# Задание к выполнению:
Выведите без изменений отрывок со страницы о разведке боем, начиная со слов «Приближался январь 1944-го, решительного.» и продолжая до слов «расстреливают в упор!» включительно.

::: Страница

Приближался январь 1944-го, решительного. Разведчики дивизии, корпуса, армии, наконец, не могли взять «языков», так нужных перед предстоящим наступлением наших войск. Тогда кто-то из штабных «умников» придумал понятие: «разведка боем» за «языком». Противник немедленно принял контрмеры. Выдвигает на ночь впереди своих заграждений посты пулемётчиков, по-над берегом. И только наша разведка ротой или даже двумя подберется к берегу, еще на льду, как от основной немецкой обороны поднимаются осветительные ракеты — и наши видны как на ладони. И их расстреливают в упор!

::::::
::: Исходные данные

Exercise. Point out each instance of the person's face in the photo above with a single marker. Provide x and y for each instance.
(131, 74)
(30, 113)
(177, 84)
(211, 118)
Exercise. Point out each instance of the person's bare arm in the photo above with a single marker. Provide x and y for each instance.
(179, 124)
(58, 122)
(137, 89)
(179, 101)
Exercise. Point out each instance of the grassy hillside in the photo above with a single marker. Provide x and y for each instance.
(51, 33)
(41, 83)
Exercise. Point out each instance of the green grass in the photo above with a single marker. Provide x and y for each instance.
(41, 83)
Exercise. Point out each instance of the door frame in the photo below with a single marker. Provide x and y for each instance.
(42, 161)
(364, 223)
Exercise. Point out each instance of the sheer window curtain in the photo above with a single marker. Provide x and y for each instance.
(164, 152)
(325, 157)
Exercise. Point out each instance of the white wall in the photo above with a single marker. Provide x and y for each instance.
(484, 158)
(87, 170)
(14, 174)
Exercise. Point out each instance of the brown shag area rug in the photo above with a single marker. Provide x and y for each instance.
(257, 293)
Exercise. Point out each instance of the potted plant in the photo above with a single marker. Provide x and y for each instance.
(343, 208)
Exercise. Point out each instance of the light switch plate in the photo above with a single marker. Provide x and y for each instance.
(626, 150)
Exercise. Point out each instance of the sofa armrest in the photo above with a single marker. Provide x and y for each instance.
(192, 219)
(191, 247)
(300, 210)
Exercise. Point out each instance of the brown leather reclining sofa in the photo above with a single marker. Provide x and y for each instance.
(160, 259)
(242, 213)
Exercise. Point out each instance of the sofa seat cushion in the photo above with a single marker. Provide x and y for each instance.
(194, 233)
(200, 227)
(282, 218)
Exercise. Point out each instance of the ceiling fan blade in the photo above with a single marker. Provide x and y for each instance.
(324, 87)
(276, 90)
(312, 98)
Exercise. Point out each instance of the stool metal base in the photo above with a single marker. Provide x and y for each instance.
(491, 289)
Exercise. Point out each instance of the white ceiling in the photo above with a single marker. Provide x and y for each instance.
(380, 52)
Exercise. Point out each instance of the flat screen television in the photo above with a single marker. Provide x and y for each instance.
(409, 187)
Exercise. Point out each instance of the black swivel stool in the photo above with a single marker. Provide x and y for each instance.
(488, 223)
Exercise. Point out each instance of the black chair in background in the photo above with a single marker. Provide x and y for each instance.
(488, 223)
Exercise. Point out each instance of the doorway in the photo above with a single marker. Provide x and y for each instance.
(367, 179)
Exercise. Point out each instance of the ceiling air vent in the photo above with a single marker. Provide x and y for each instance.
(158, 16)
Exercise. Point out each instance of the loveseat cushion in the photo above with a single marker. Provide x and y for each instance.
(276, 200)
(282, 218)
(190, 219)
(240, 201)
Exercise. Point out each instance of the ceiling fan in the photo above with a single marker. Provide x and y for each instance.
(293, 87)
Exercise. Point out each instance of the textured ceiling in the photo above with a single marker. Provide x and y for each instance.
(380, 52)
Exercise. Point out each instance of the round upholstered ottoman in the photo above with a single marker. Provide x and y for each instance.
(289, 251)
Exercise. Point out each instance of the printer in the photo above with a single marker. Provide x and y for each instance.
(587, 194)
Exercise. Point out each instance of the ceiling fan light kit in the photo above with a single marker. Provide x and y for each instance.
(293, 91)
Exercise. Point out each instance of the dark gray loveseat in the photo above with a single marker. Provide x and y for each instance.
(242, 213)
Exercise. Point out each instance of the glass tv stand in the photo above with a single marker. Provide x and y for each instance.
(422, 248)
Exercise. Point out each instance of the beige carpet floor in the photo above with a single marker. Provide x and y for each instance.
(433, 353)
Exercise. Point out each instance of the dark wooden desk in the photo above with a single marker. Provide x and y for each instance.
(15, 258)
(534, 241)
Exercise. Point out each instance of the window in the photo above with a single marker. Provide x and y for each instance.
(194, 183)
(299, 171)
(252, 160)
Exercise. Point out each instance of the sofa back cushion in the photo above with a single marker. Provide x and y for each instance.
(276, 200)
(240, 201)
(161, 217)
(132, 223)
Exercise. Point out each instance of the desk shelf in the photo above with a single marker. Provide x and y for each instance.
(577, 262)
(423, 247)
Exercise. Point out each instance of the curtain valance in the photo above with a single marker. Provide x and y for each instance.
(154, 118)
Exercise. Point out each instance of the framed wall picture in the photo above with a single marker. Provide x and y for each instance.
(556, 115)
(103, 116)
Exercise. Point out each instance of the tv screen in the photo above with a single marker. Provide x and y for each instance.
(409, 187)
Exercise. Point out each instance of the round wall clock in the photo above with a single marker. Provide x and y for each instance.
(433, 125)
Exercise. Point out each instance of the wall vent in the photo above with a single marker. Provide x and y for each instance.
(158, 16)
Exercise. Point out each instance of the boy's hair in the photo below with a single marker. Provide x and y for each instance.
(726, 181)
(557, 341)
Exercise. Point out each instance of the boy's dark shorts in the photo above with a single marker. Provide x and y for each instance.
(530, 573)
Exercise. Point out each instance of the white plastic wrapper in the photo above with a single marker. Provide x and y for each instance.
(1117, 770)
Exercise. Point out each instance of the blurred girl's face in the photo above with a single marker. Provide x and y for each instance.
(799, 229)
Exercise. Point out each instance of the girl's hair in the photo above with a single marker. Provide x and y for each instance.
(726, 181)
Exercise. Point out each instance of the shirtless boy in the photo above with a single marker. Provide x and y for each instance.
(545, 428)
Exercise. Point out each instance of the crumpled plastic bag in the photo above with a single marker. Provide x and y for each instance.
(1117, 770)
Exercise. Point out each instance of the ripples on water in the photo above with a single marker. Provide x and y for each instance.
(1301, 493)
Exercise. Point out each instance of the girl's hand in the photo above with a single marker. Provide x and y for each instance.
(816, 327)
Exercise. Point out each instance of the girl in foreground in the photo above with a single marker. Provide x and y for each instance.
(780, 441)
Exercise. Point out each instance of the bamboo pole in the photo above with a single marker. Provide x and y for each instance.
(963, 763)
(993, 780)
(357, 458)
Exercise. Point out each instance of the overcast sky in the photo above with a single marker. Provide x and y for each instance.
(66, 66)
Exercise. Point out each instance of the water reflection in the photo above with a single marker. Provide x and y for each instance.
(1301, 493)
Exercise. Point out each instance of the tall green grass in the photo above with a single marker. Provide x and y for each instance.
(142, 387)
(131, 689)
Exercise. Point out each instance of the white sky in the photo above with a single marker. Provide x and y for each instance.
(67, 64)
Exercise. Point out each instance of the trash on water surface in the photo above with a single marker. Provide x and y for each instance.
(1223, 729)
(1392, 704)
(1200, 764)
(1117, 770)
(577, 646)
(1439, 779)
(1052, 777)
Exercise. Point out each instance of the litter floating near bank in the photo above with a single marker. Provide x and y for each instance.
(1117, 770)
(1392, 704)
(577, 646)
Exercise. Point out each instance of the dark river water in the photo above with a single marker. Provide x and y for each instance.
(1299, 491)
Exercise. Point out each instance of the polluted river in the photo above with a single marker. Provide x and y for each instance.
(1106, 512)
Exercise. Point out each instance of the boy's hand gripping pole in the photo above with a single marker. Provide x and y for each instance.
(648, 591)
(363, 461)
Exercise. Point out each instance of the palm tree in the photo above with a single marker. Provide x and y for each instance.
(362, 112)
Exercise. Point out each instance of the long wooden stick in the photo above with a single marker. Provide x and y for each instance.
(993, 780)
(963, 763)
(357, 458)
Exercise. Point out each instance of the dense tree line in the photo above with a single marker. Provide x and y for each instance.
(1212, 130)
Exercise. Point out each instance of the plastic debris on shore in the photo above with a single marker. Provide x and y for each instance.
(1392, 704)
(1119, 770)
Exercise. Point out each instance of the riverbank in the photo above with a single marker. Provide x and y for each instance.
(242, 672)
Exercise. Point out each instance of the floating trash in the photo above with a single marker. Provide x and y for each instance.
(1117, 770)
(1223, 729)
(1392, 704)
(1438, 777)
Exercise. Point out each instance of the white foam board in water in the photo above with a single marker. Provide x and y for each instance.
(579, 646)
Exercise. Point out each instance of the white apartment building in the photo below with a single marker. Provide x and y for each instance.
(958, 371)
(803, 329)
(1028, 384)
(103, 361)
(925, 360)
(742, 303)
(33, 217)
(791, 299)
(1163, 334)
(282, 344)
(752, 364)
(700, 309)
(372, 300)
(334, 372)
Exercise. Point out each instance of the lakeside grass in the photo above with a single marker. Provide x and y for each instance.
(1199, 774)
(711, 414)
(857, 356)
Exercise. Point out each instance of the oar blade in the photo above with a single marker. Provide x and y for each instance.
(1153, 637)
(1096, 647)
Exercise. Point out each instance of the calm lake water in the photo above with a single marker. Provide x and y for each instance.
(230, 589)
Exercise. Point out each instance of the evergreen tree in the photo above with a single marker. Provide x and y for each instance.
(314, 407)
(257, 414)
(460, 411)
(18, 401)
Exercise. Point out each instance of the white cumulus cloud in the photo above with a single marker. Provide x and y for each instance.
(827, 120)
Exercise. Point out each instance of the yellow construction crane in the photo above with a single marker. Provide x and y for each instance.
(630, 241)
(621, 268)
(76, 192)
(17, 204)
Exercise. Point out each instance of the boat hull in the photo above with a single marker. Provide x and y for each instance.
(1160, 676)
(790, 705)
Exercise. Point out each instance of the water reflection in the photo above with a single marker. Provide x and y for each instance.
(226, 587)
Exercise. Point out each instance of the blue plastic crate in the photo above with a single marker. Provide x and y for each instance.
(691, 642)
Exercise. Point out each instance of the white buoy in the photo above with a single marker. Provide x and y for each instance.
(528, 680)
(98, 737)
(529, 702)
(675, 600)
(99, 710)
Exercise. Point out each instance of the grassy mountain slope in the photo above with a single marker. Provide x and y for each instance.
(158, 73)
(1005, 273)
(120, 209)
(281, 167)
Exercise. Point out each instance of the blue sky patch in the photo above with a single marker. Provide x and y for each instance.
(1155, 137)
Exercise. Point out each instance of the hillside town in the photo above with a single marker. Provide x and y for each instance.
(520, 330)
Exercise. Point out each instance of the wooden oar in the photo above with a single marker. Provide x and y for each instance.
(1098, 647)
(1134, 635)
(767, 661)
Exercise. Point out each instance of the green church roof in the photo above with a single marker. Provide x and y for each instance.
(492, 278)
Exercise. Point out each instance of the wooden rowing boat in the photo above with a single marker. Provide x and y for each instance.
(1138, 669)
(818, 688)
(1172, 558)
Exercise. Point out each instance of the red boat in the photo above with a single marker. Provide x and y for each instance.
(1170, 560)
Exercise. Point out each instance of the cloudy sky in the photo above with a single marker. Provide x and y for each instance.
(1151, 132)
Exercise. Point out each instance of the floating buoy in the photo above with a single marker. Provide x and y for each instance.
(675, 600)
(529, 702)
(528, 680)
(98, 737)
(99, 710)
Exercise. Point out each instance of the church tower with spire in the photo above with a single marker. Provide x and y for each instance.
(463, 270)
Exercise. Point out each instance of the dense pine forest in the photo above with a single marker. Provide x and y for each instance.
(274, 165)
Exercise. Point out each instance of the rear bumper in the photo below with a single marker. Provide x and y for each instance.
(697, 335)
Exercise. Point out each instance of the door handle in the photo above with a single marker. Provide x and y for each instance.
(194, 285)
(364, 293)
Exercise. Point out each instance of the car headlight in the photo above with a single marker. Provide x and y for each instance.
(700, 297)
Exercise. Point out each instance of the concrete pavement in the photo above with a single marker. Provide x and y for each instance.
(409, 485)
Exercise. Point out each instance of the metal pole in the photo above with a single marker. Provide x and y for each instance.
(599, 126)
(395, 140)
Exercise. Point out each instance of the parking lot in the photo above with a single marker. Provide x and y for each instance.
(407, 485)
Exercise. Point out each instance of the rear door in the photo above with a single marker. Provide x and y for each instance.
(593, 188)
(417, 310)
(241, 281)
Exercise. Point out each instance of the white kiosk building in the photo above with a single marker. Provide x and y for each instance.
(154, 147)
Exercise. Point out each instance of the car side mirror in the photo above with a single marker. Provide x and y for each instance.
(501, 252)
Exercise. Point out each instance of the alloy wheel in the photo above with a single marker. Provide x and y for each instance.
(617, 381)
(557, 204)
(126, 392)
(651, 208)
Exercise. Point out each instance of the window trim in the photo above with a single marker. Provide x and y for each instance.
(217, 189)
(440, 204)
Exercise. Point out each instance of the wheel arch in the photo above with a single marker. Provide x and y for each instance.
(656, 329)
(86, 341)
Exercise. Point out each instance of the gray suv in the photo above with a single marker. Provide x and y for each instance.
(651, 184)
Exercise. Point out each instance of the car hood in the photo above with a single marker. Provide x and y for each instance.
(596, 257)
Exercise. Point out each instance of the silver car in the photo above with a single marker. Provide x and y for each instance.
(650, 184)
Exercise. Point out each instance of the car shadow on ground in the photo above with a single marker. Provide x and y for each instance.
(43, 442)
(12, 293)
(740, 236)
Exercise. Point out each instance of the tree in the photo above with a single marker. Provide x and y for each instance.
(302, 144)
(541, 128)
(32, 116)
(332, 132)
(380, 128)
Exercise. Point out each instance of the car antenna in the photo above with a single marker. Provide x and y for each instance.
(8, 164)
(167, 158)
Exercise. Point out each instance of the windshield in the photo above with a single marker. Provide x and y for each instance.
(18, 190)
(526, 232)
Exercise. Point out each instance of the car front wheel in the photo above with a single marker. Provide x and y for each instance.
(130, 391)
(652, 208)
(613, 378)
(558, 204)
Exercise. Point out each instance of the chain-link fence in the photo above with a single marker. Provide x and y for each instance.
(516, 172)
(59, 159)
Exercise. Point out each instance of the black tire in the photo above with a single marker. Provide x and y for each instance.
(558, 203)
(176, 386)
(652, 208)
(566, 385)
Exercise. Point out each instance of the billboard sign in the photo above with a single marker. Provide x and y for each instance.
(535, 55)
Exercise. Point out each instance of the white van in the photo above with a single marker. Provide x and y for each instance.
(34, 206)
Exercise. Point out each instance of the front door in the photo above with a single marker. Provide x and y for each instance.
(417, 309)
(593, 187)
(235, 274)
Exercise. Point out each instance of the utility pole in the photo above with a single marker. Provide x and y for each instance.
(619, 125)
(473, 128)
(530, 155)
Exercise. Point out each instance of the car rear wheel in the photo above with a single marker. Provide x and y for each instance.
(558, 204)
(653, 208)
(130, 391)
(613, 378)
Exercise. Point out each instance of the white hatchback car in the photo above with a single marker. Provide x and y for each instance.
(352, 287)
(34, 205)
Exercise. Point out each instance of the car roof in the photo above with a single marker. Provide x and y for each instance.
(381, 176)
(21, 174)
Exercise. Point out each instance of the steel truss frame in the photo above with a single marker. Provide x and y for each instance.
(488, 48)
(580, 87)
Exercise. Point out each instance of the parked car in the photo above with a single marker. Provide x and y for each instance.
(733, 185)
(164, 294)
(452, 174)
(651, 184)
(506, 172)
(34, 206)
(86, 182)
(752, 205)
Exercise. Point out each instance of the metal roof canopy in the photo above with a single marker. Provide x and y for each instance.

::::::

# Ответ ниже:
Приближался январь 1944-го, решительного. Разведчики дивизии, корпуса, армии, наконец, не могли взять «языков», так нужных перед предстоящим наступлением наших войск. Тогда кто-то из штабных «умников» придумал понятие: «разведка боем» за «языком». Противник немедленно принял контрмеры. Выдвигает на ночь впереди своих заграждений посты пулемётчиков, по-над берегом. И только наша разведка ротой или даже двумя подберется к берегу, еще на льду, как от основной немецкой обороны поднимаются осветительные ракеты — и наши видны как на ладони. И их расстреливают в упор!